:: RECORDS FOR THIS EXERCISE ::
--------------------

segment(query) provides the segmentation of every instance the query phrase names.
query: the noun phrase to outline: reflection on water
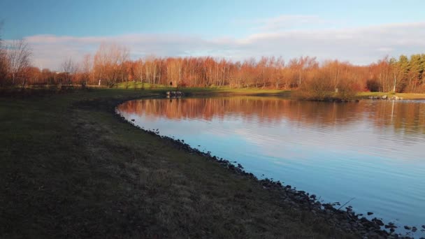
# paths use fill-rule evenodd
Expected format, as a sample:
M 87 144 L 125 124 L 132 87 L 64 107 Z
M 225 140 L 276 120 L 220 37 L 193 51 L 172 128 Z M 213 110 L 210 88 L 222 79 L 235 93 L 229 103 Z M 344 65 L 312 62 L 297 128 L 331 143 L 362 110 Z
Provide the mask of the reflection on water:
M 424 101 L 146 99 L 118 110 L 145 129 L 238 161 L 260 178 L 325 201 L 354 197 L 356 211 L 387 222 L 425 224 Z

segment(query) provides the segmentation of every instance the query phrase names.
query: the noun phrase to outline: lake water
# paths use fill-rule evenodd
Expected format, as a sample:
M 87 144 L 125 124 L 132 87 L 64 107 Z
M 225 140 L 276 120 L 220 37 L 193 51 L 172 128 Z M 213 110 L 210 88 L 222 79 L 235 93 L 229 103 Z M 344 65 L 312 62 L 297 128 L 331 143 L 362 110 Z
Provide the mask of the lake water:
M 413 236 L 425 236 L 425 101 L 156 99 L 117 111 L 324 202 L 354 198 L 348 205 L 357 213 L 415 226 Z

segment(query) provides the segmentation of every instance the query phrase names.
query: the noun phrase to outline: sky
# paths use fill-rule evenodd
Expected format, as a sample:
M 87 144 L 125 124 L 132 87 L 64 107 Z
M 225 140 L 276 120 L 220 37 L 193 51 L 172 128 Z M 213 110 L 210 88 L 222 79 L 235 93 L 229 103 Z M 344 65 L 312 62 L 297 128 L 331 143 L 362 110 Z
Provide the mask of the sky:
M 1 36 L 60 70 L 102 43 L 149 55 L 315 56 L 367 64 L 425 52 L 425 1 L 1 0 Z

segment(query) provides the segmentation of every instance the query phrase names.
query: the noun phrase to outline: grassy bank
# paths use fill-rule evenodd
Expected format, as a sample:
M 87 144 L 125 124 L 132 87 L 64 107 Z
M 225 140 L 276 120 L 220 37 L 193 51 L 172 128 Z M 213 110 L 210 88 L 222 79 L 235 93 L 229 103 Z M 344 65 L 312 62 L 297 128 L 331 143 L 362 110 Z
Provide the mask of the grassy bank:
M 0 98 L 0 238 L 356 238 L 113 113 L 158 94 Z

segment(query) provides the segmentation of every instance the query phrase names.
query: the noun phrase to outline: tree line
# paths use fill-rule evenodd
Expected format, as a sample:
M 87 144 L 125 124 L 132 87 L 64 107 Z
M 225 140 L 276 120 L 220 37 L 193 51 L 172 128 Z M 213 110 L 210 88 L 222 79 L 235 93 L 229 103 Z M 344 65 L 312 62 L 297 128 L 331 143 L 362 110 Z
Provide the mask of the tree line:
M 0 86 L 101 85 L 136 82 L 173 87 L 229 87 L 304 89 L 315 95 L 352 92 L 425 92 L 425 55 L 385 57 L 366 66 L 300 57 L 289 60 L 263 57 L 231 61 L 211 57 L 130 59 L 128 48 L 101 44 L 80 62 L 71 58 L 59 71 L 31 66 L 31 48 L 24 41 L 0 41 Z M 326 96 L 325 95 L 323 96 Z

--------------------

:: EXERCISE DESCRIPTION ::
Retype the items word for word, from the very start through the line with "M 1 36 L 60", and leave the pictures out.

:: ANSWER IN FULL ::
segment(query) provides the segmentation of every instance the query phrase names.
query: the noun phrase to outline: reflection on water
# paths use fill-rule evenodd
Expected format, as a sample:
M 87 144 L 125 124 L 132 87 L 64 107 Z
M 225 140 L 276 120 L 220 37 L 193 51 L 172 128 Z M 213 110 L 210 88 L 222 79 L 235 93 L 229 103 Z M 344 65 L 312 62 L 297 128 L 331 143 L 362 110 Z
Provide the mask of the reflection on water:
M 424 101 L 146 99 L 118 110 L 145 129 L 238 161 L 260 178 L 325 201 L 354 197 L 356 211 L 387 222 L 425 224 Z

segment(query) provides the segmentation of every instance the query phrase names.
query: the noun phrase to outline: lake water
# paths use fill-rule evenodd
Expected format, as a sample:
M 87 144 L 125 124 L 132 87 L 64 107 Z
M 225 140 L 276 120 L 220 37 L 193 51 L 172 128 Z M 213 110 L 210 88 L 222 79 L 235 93 L 229 103 Z M 344 65 L 312 62 L 297 128 L 331 143 L 362 110 Z
Provide the mask of the lake water:
M 413 236 L 425 236 L 425 101 L 156 99 L 117 111 L 324 202 L 354 198 L 348 205 L 357 213 L 415 226 Z

segment(query) provides the segmentation of every instance the query phrase names.
query: the noun phrase to outline: sky
# paths use fill-rule evenodd
Expected format, as a sample:
M 87 144 L 125 124 L 132 87 L 64 107 Z
M 225 140 L 276 120 L 220 37 L 193 51 L 172 128 Z M 213 110 L 210 88 L 222 79 L 235 93 L 229 103 Z M 344 65 L 312 62 L 297 128 L 331 143 L 362 110 Z
Provide the mask of the sky:
M 1 36 L 60 70 L 102 43 L 149 55 L 315 56 L 367 64 L 425 52 L 425 1 L 1 0 Z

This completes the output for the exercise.